* _What this task involves_
Put each line of the entries below into a JSON list of strings, one string per line, with blank lines skipped. Leave the pictures out.

* _Data to process_
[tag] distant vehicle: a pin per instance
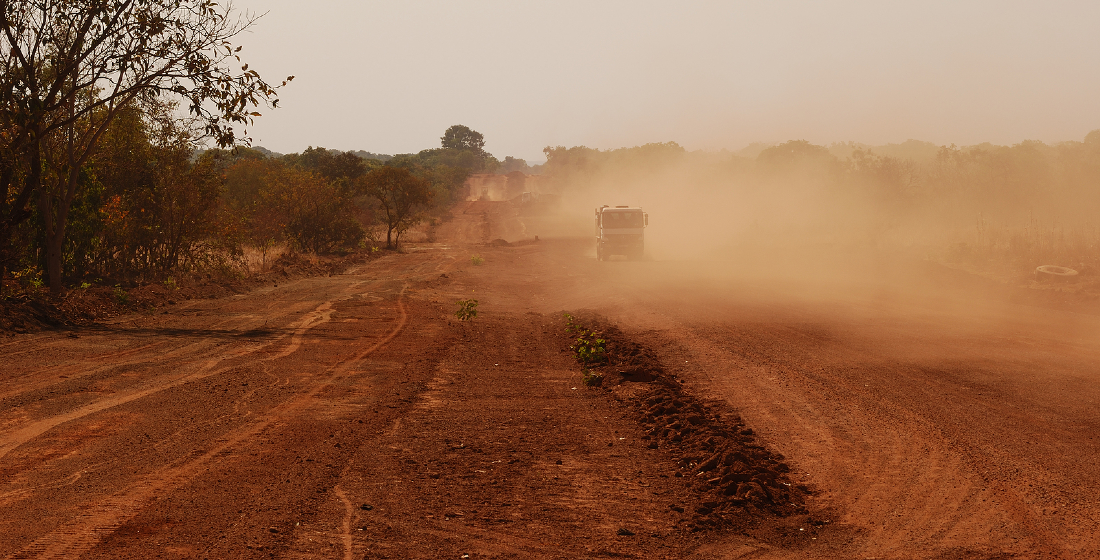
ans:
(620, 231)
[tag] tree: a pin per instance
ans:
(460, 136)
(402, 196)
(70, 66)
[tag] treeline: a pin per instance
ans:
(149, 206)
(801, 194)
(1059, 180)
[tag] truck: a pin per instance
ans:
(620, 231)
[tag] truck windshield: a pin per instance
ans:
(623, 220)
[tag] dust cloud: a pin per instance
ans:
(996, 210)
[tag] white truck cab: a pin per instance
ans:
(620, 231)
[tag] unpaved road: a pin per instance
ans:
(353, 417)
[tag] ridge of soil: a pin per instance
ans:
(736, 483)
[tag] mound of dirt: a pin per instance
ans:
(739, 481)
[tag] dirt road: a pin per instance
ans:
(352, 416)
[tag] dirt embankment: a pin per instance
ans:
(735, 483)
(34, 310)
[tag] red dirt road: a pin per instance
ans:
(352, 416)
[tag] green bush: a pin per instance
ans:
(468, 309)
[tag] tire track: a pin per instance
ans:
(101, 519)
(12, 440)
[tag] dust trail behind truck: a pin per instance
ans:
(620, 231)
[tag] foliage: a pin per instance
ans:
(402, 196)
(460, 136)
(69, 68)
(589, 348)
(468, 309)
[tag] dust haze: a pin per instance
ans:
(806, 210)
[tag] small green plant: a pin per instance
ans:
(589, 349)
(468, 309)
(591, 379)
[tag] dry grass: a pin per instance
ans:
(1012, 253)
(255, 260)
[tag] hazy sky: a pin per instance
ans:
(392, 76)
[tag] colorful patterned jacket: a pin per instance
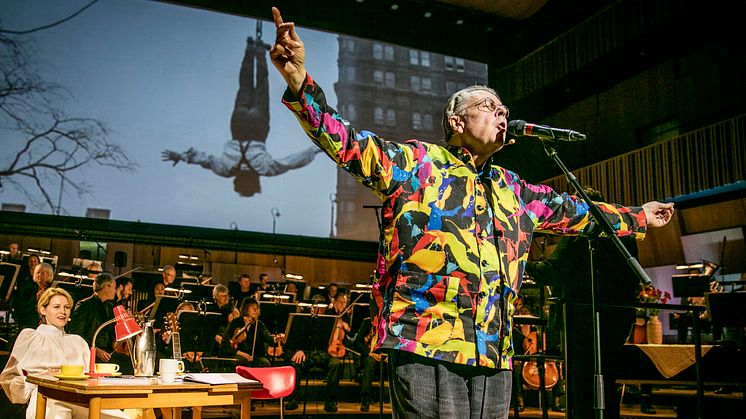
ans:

* _Full response_
[
  "[tag] distant vehicle: a pin per instance",
  "ans:",
  "(620, 231)",
  "[tag] tree: a pin per instance",
  "ans:",
  "(460, 136)",
  "(402, 196)",
  "(70, 66)",
  "[tag] treeline: a pin per instance",
  "ans:",
  "(149, 206)",
  "(801, 194)",
  "(1059, 180)",
  "[tag] truck: a pin per instance",
  "ans:",
  "(620, 231)",
  "[tag] truck windshield: a pin per instance",
  "ans:",
  "(623, 220)",
  "[tag] dust cloud: a pin per instance",
  "ans:",
  "(996, 210)",
  "[tag] white truck cab: a pin per instance",
  "ans:",
  "(620, 231)",
  "[tag] unpaved road: a pin per instance",
  "ans:",
  "(353, 417)",
  "[tag] ridge of soil: a pin per instance",
  "ans:",
  "(736, 483)",
  "[tag] mound of dirt: a pin per instance",
  "ans:",
  "(739, 481)",
  "[tag] dirt road: a pin per instance",
  "ans:",
  "(352, 416)",
  "[tag] dirt embankment: a pin per instance",
  "ans:",
  "(735, 483)",
  "(34, 310)",
  "[tag] red dirt road: a pin per instance",
  "ans:",
  "(352, 416)",
  "[tag] green bush: a pin per instance",
  "ans:",
  "(468, 309)",
  "[tag] tire track: a pin per instance",
  "ans:",
  "(101, 519)",
  "(12, 440)",
  "[tag] dust trail behind truck: a pin per instance",
  "ans:",
  "(620, 231)",
  "[tag] foliage: a pin per instance",
  "ans:",
  "(402, 196)",
  "(460, 136)",
  "(69, 68)",
  "(589, 348)",
  "(468, 309)",
  "[tag] dust haze: a pin per instance",
  "ans:",
  "(806, 210)",
  "[tag] small green plant: a pin per instance",
  "ans:",
  "(589, 349)",
  "(468, 309)",
  "(591, 379)",
  "[tag] dry grass: a pin per instance",
  "ans:",
  "(1012, 253)",
  "(255, 260)",
  "[tag] hazy sky: a pin per instance",
  "ans:",
  "(392, 76)",
  "[tag] colorful patterned jacket: a pin per instance",
  "ans:"
]